───── ИСХОДНЫЙ ТЕКСТ

И причины личные: вообще-то у меня в жизни не было никакой бытовой почвы, всегдашней занозой в моей душе было то, что не сохранилось ни одной фотографии отца, как и деда по отцу, рано умершего и не оставившего почти никаких следов в моей детской памяти. О деде по отцу я кое-что знал по рассказам мамы (он с гордостью называл себя человеком “коммерческим”): как сгорело у него мелкое ватное заведение на реке Пра, но, к стыду, даже не знал до последнего времени его отчества – Иванович, только имя – Александр, пока двоюродная моя сестра по отцу Настасья Тихоновна не показала мне составленную ею нашу родословную. И явствует из той родословной, что дед мой был сирота, воспитывался у богатого дяди. И снова для меня темнота, уже полная, полнейший мрак за чертой дедова сиротства. Ужасно!

Но вот совсем недавно получил я из города Кирова от своей другой двоюродной сестры по отцу Евдокии Тихоновны письмо, в котором она в ответ на мою просьбу рассказать, что она знает, что помнит о моем отце и нашей бабушке Марии, сообщила драгоценные для меня подробности.

“Я не могу рассказать всего, что тебя интересует, о бабушке рассказала бы много, а о дяде Пете очень мало. Я хорошо его помню, был он высокий, красивый и очень добрый. Однажды он привез нам полное ведро ягод голубики, я была еще небольшая, и все удивлялись, как можно набрать столько ягод. Его любил наш папа, он тогда часто приезжал к нам, его приезд был праздником для нас. Мне было лет 13—14. Я ходила учиться шить к одной портнихе в Клепики, а жила у бабушки, примерно 3—4 недели, зимой, тебе было годика три, дядя Петя был уже больной, видимо, его парализовало, когда он сидел за обедом, правая рука у него дрожала, и суп из ложки выливался... Помню, бабушка очень плакала, она была уже старенькая”.

И, видимо, чтобы как-то скрасить мое беспамятство об отце, моя добрая сестрица в простоте сердечной (ах, как поздно я узнал ее!) так утешила меня: “Миша, ты пишешь, что у тебя нет фотографии отца, она у тебя есть. Это ты сам, ты очень походишь на дядю Петю, посмотрись в зеркало, увидишь его”. Увы, когда-то, возможно, и могло быть такое чудо. Время, время...

Евдокия Тихоновна писала о бабушке Марии Тимофеевне: “Родом она из богатой семьи, у ее отца были луга, леса, земля (наверное, помещиком назывался). Мать у нее умерла рано, остались сиротами пятеро сестер, все они вышли замуж тоже за богатых, троих из них я знала. Бабушка наша из сестер самая несчастная... Дедушка Александр Иванович был по характеру нехороший, воспитывался он у дяди. Бабушка рассказывала, что дом построил ему дядя, и они начинали жить богато. У них была небольшая ватная фабрика, она сгорела... Вскоре дедушка заболел, умер, у бабушки осталось пятеро детей малолетних: Митя, Вера, моя мама, Вася и дядя Петя. Начались муки бабушкины. Осталась она без гроша к существованию. В хозяйстве были лошадь, корова, овца и свиноматка...

──────────

- **ЗАДАНИЕ 1**:
Найдите в записях все строки, где есть слово «building», и выпишите их полностью. Регистр букв имеет значение.
Записи никак не связаны с отрывком воспоминаний.

───── ВЫБОРКА ДАННЫХ

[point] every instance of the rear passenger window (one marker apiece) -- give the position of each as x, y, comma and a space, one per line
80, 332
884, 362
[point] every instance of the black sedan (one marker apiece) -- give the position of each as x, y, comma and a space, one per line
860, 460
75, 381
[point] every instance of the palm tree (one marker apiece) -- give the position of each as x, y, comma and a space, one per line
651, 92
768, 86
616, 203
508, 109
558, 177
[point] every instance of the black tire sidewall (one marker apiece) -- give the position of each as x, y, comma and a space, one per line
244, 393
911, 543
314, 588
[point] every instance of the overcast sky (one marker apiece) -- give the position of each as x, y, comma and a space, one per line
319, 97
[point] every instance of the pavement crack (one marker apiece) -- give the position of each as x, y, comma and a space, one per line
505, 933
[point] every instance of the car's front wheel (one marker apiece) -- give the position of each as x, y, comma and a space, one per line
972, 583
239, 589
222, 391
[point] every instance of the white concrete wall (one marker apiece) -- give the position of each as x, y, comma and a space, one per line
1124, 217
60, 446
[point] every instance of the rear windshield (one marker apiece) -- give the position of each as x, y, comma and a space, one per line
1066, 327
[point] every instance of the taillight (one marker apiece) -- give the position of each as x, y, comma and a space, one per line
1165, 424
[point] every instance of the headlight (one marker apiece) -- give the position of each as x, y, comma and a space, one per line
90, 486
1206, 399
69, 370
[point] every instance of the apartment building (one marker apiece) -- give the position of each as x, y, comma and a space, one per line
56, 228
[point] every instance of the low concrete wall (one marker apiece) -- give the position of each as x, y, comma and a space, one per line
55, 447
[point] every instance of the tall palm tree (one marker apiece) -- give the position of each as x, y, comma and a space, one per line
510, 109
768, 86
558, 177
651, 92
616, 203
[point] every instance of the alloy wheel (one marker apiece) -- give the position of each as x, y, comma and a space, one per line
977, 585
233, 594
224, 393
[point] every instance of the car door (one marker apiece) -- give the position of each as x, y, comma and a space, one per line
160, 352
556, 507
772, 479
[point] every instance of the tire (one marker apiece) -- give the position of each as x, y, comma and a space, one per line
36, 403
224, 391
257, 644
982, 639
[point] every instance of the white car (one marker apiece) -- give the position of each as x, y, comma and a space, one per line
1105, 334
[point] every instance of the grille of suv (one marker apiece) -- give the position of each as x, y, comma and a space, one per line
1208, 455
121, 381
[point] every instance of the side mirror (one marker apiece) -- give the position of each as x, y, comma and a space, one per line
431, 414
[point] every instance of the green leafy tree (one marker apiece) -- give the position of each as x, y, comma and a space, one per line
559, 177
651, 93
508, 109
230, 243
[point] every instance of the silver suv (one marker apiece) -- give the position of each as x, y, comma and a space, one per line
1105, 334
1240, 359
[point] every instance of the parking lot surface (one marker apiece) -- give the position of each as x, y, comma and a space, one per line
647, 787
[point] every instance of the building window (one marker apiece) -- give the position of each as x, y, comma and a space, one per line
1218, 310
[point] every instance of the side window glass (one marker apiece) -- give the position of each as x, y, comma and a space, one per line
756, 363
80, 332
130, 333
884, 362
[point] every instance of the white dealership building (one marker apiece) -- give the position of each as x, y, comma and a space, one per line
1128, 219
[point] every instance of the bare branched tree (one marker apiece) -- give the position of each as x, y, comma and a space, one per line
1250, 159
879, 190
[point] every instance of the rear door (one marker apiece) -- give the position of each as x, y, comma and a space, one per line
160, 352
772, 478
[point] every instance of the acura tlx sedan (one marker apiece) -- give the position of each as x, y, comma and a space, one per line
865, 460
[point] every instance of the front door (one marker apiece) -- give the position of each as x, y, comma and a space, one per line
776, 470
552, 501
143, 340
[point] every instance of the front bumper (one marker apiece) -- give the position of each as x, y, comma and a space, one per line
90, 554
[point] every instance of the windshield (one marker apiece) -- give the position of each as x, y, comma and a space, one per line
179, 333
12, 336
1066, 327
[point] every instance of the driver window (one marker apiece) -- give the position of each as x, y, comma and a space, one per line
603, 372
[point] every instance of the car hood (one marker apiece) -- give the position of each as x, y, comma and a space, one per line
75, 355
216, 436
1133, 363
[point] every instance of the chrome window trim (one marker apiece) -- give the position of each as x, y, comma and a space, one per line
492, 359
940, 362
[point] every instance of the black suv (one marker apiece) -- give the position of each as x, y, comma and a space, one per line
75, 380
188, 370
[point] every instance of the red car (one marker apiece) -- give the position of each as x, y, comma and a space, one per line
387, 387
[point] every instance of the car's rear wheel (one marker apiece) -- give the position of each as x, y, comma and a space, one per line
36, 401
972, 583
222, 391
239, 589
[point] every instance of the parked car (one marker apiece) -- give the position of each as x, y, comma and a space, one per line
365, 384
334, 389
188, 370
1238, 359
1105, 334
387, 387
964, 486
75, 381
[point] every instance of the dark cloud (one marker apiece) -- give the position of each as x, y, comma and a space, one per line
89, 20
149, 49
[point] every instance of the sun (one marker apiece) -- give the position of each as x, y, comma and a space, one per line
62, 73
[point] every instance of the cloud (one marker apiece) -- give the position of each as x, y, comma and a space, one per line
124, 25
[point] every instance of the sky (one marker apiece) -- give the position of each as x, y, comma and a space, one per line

──────────

- **ЗАДАНИЕ 2**:
Выведите слово в слово кусок отрывка воспоминаний, начиная со слов «Но вот совсем» и заканчивая словами «для меня подробности.».

- **ОТВЕТ 1**:
[point] every instance of the apartment building (one marker apiece) -- give the position of each as x, y, comma and a space, one per line
[point] every instance of the building window (one marker apiece) -- give the position of each as x, y, comma and a space, one per line
[point] every instance of the white dealership building (one marker apiece) -- give the position of each as x, y, comma and a space, one per line

- **ОТВЕТ 2**:
Но вот совсем недавно получил я из города Кирова от своей другой двоюродной сестры по отцу Евдокии Тихоновны письмо, в котором она в ответ на мою просьбу рассказать, что она знает, что помнит о моем отце и нашей бабушке Марии, сообщила драгоценные для меня подробности.